■ What the exercise asks:
Please write out the listing below word for word, covering every line from start to finish.
##########
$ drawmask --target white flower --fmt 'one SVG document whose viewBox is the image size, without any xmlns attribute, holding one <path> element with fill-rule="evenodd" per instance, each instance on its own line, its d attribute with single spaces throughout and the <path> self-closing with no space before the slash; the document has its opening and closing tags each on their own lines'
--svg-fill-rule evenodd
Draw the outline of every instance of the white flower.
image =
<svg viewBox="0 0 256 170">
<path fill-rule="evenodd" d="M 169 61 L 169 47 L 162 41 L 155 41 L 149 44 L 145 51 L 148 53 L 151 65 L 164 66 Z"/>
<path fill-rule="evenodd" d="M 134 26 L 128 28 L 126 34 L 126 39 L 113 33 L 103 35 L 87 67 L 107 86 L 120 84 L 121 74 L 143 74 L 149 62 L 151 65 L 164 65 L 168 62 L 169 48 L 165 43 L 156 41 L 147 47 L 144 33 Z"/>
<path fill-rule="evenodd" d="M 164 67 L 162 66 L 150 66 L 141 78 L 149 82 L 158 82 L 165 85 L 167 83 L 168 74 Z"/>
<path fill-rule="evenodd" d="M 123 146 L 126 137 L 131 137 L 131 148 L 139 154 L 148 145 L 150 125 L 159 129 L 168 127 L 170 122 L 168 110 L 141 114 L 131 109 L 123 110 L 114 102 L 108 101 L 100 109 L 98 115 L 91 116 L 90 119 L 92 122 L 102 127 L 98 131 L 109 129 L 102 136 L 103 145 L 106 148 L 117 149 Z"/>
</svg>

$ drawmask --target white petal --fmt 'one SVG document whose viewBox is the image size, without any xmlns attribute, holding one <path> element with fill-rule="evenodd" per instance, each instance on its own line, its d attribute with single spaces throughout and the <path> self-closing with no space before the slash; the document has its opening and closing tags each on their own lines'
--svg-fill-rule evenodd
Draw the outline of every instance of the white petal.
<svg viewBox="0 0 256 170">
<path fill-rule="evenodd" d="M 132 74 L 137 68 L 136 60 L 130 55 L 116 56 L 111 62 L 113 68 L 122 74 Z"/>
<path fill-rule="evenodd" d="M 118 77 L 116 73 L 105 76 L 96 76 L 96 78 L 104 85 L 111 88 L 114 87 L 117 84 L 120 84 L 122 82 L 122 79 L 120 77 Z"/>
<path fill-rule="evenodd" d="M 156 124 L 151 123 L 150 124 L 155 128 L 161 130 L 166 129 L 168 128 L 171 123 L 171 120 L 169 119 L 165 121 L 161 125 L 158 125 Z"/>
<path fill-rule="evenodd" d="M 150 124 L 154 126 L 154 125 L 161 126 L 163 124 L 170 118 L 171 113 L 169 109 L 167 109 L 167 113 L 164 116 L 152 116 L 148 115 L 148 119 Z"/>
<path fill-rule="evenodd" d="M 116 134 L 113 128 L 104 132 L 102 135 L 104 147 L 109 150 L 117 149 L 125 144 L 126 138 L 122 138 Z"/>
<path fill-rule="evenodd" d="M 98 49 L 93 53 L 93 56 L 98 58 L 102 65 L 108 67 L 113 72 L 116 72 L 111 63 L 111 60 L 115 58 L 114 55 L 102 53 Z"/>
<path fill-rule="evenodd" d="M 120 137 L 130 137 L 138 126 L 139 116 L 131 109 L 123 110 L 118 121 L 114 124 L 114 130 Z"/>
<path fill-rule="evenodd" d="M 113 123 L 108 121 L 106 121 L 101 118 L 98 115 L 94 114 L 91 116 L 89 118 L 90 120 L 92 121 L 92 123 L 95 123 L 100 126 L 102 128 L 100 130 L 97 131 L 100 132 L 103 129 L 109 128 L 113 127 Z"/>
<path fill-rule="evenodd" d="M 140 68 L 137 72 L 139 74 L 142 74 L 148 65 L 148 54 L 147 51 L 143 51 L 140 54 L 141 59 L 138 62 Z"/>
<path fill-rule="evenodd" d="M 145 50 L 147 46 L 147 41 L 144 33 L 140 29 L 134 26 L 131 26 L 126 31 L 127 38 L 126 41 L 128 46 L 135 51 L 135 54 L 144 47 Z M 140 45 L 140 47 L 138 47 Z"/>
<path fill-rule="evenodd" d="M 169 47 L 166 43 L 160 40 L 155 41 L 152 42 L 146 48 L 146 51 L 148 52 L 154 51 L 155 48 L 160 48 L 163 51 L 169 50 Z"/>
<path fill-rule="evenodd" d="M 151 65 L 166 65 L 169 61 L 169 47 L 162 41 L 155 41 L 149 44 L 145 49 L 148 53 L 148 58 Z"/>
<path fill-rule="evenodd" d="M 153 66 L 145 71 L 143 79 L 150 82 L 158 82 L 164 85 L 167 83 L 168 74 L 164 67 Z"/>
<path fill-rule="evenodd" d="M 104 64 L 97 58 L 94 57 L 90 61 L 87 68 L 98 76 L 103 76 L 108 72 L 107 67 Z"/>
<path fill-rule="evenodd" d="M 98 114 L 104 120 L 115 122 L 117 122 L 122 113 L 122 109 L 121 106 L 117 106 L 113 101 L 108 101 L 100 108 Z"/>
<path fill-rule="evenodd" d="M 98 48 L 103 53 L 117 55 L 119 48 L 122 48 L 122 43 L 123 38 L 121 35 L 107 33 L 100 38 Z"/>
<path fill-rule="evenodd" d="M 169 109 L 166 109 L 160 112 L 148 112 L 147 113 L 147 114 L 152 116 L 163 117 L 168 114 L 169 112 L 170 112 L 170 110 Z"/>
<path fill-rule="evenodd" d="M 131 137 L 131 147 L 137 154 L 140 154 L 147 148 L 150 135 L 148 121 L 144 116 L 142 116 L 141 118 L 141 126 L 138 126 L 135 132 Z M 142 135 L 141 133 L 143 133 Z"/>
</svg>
##########
■ Answer to this task:
$ drawmask --target white flower --fmt 'one SVG document whose viewBox is the image size, without any xmlns attribute, holding one <path> element with fill-rule="evenodd" per instance, each instance on its own line, its d attribute with single spaces throughout and the <path> self-closing with no space before the slash; the document has its opening and closing tags each on their own lines'
--svg-fill-rule evenodd
Draw the outline of every instance of the white flower.
image =
<svg viewBox="0 0 256 170">
<path fill-rule="evenodd" d="M 169 61 L 169 47 L 162 41 L 155 41 L 149 44 L 145 51 L 148 53 L 151 65 L 164 66 Z"/>
<path fill-rule="evenodd" d="M 134 26 L 128 28 L 126 34 L 126 39 L 113 33 L 103 35 L 87 67 L 107 86 L 120 84 L 121 74 L 143 74 L 149 62 L 151 65 L 164 65 L 168 62 L 169 48 L 165 43 L 156 41 L 147 47 L 144 33 Z"/>
<path fill-rule="evenodd" d="M 164 67 L 162 66 L 150 66 L 141 78 L 149 82 L 158 82 L 165 85 L 167 83 L 168 74 Z"/>
<path fill-rule="evenodd" d="M 123 146 L 126 137 L 131 137 L 131 148 L 139 154 L 148 145 L 150 125 L 159 129 L 168 127 L 170 122 L 168 110 L 141 114 L 131 109 L 123 110 L 114 102 L 108 101 L 100 109 L 98 115 L 91 116 L 90 119 L 92 122 L 102 127 L 98 131 L 109 129 L 102 136 L 103 145 L 106 148 L 117 149 Z"/>
</svg>

$ drawmask --target white petal --fmt 'one SVG document whose viewBox is the image size, without any xmlns attribute, holding one <path> element with fill-rule="evenodd" per instance, each instance on its own line, its d attribute with single spaces throughout and the <path> self-closing with no space before the slash; the document has its opening and closing tags each on their own lines'
--svg-fill-rule evenodd
Draw the outline of every instance of the white petal.
<svg viewBox="0 0 256 170">
<path fill-rule="evenodd" d="M 132 74 L 137 68 L 136 60 L 130 55 L 116 56 L 111 62 L 113 68 L 122 74 Z"/>
<path fill-rule="evenodd" d="M 118 77 L 116 73 L 105 76 L 96 76 L 96 78 L 104 85 L 111 88 L 114 87 L 117 84 L 120 84 L 122 82 L 122 79 L 120 77 Z"/>
<path fill-rule="evenodd" d="M 156 124 L 151 123 L 150 124 L 155 128 L 161 130 L 166 129 L 168 128 L 171 123 L 171 120 L 169 119 L 165 121 L 161 125 L 158 125 Z"/>
<path fill-rule="evenodd" d="M 150 124 L 154 126 L 154 125 L 161 126 L 163 124 L 170 118 L 171 113 L 169 109 L 167 109 L 167 113 L 164 116 L 152 116 L 148 115 L 148 119 Z"/>
<path fill-rule="evenodd" d="M 116 134 L 113 128 L 104 132 L 102 135 L 104 147 L 109 150 L 117 149 L 125 144 L 126 138 L 122 138 Z"/>
<path fill-rule="evenodd" d="M 98 49 L 93 53 L 93 56 L 98 58 L 102 65 L 108 67 L 113 72 L 116 72 L 111 63 L 111 60 L 115 58 L 114 55 L 102 53 Z"/>
<path fill-rule="evenodd" d="M 120 137 L 130 137 L 138 126 L 139 116 L 131 109 L 123 110 L 118 121 L 114 124 L 114 130 Z"/>
<path fill-rule="evenodd" d="M 113 123 L 108 121 L 106 121 L 101 118 L 98 115 L 94 114 L 91 116 L 89 118 L 90 120 L 92 121 L 92 123 L 95 123 L 100 126 L 102 128 L 100 130 L 97 131 L 100 132 L 103 129 L 109 128 L 113 127 Z"/>
<path fill-rule="evenodd" d="M 140 68 L 137 72 L 139 74 L 142 74 L 148 65 L 148 54 L 147 51 L 143 51 L 140 54 L 141 59 L 138 62 Z"/>
<path fill-rule="evenodd" d="M 145 50 L 147 46 L 147 41 L 144 33 L 140 29 L 134 26 L 131 26 L 126 31 L 127 38 L 126 41 L 128 46 L 135 51 L 135 54 L 144 47 Z M 140 45 L 140 47 L 138 47 Z"/>
<path fill-rule="evenodd" d="M 169 47 L 166 43 L 160 40 L 155 41 L 152 42 L 146 48 L 146 51 L 148 52 L 154 51 L 155 48 L 160 48 L 163 51 L 169 50 Z"/>
<path fill-rule="evenodd" d="M 151 65 L 166 65 L 169 61 L 169 47 L 162 41 L 155 41 L 149 44 L 145 49 L 148 53 L 148 58 Z"/>
<path fill-rule="evenodd" d="M 153 66 L 145 71 L 143 79 L 150 82 L 158 82 L 164 85 L 167 83 L 168 74 L 164 67 Z"/>
<path fill-rule="evenodd" d="M 104 64 L 97 58 L 94 57 L 90 61 L 87 68 L 98 76 L 103 76 L 108 72 L 107 67 Z"/>
<path fill-rule="evenodd" d="M 98 114 L 104 120 L 115 122 L 117 122 L 122 113 L 122 109 L 121 106 L 117 106 L 113 101 L 108 101 L 100 108 Z"/>
<path fill-rule="evenodd" d="M 98 48 L 103 53 L 117 55 L 119 48 L 122 48 L 122 43 L 123 38 L 121 35 L 107 33 L 100 38 Z"/>
<path fill-rule="evenodd" d="M 169 109 L 166 109 L 160 112 L 148 112 L 147 113 L 147 114 L 152 116 L 163 117 L 168 114 L 169 112 L 170 112 L 170 110 Z"/>
<path fill-rule="evenodd" d="M 131 137 L 131 147 L 137 154 L 140 154 L 147 148 L 150 135 L 148 121 L 144 116 L 142 116 L 141 118 L 141 126 L 138 126 L 135 132 Z M 142 135 L 141 133 L 143 133 Z"/>
</svg>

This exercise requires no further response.